Problem requirements: Could you copy all of the data below word for word, changing nothing?

Extracted data:
— Start —
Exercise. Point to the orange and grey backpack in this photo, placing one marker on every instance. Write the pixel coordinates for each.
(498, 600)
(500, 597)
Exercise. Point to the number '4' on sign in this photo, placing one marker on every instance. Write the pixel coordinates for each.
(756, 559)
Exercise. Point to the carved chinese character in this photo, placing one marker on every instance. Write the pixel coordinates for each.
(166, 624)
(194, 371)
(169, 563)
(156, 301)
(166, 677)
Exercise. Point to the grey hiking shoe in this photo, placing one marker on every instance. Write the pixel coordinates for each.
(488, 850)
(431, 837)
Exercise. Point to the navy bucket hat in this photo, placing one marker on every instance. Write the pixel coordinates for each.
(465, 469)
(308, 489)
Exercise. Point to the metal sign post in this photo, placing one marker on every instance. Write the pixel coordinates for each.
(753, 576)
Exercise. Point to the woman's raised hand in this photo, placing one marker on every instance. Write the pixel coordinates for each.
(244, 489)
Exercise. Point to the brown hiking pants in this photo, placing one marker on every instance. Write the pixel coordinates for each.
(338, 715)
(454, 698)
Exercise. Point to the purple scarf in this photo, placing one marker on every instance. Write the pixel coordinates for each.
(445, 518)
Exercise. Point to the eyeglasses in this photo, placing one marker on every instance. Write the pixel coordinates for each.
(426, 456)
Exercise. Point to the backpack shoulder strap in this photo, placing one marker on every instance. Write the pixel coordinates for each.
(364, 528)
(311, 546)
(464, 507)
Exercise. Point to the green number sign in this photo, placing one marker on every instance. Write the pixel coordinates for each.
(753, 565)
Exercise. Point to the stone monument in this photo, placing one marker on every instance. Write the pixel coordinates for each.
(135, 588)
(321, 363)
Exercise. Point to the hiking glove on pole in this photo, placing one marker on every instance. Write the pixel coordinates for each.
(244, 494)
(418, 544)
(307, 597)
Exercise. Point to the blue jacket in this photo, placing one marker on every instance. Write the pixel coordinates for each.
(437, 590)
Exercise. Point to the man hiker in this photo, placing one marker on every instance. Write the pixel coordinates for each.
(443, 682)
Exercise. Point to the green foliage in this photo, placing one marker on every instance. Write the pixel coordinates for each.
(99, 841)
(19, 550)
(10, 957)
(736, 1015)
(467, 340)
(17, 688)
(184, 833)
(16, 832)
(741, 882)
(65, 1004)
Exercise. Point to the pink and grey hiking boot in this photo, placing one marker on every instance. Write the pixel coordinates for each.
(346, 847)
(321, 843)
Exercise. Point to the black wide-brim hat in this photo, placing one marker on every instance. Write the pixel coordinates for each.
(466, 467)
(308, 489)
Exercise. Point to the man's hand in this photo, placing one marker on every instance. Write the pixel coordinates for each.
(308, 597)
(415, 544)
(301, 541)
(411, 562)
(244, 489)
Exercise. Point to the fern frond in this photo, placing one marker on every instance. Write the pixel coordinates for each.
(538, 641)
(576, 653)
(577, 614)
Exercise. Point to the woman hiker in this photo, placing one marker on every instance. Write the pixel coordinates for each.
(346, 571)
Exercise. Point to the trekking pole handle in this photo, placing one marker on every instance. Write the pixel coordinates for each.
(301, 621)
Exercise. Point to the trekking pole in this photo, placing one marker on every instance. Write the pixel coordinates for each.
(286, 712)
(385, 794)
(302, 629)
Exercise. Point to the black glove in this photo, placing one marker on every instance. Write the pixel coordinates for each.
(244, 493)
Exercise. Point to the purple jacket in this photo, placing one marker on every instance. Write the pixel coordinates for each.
— End —
Output below:
Exercise. Point to the orange and grey backpack in this photo, placing one marker on every instance. Write the pixel coordinates for each.
(498, 600)
(500, 597)
Exercise. Point to the number '4' on sign in this photo, placing one marker on every instance. Write the pixel coordinates for each.
(756, 559)
Exercise. Point to the carved chinese character in this photo, placing one marker on every instance. Write the pixel coordinates for each.
(166, 624)
(194, 371)
(169, 563)
(156, 301)
(166, 677)
Exercise. Point to the grey hiking shoe in this photo, placing one marker on every instance. Write the pixel coordinates for each.
(488, 850)
(431, 837)
Exercise. Point to the navy bucket hat in this photo, placing one marker on every instance. Write the pixel coordinates for each.
(465, 469)
(308, 489)
Exercise. Point to the metal sign post in this photo, placing one marker on every instance. Write the pixel coordinates for each.
(753, 576)
Exercise. Point to the woman's raised hand in this photo, placing one marker on every instance. Write the pixel coordinates for each.
(244, 489)
Exercise. Point to the brown hiking pants in this photo, placing one marker on every instance. Write the pixel coordinates for each.
(338, 715)
(454, 698)
Exercise. Point to the purple scarf in this photo, placing one marker on every instance. Write the pixel coordinates for each.
(445, 518)
Exercise. Point to the eyeglasses in this photo, placing one marker on every instance. Write the pixel coordinates for each.
(426, 456)
Exercise. Point to the backpack shoulder strap in this photo, placing one marker on every instance. Write the pixel coordinates for each.
(364, 528)
(311, 546)
(464, 507)
Exercise. Point to the green number sign in this photo, placing one marker on every instance. Write the pixel coordinates for each.
(753, 565)
Exercise. Point to the stone monument in this photo, placing one marker on every instance. Write the pixel coordinates for each.
(135, 588)
(321, 363)
Exercise. Point to the hiking glove on pole in this photo, placing one marker on every instance. Write the pixel coordinates for each.
(244, 494)
(418, 544)
(307, 597)
Exercise. Point to the blue jacket in this photo, placing one marker on every instance. Write the pixel coordinates for each.
(437, 590)
Exercise. Point to the man hiker in this photo, placing one marker on every instance. Write the pixel coordinates for each.
(443, 682)
Exercise. Point to the green foliage in this photo, placing one marker on every instance. Write the pixel coordinates for each.
(99, 841)
(19, 550)
(10, 957)
(736, 1015)
(467, 340)
(17, 688)
(184, 833)
(16, 832)
(741, 882)
(65, 1004)
Exercise. Point to the pink and grey hiking boot in this photo, placing one marker on every instance. Write the pixel coordinates for each.
(346, 847)
(321, 843)
Exercise. Point to the black wide-brim hat in this photo, placing one marker on every instance. Write the pixel coordinates for each.
(466, 467)
(308, 489)
Exercise. Point to the man's hand in this photo, placing one marker on every instance. Write the pixel coordinates for each.
(308, 597)
(415, 544)
(301, 541)
(411, 562)
(244, 489)
Exercise. Point to the fern frond in this photo, placing one marker on every instance. Write the pixel coordinates for each.
(538, 641)
(576, 653)
(577, 614)
Exercise. Point to the woman hiker in this photo, placing one marker on every instance. Write the pixel coordinates for each.
(346, 571)
Exercise. Point to the trekking pole handle in this photo, placing one marker on every instance. Write the pixel coordinates for each.
(301, 621)
Exercise. Point to the trekking pole in this photo, placing one marker on every instance. Write the pixel coordinates for each.
(286, 712)
(385, 794)
(302, 629)
Exercise. Point to the black glove in this photo, placing one marker on every instance. Write the pixel coordinates for each.
(244, 493)
Exercise. Point to the purple jacket in this photo, placing one marker on every instance. Write the pixel coordinates for each.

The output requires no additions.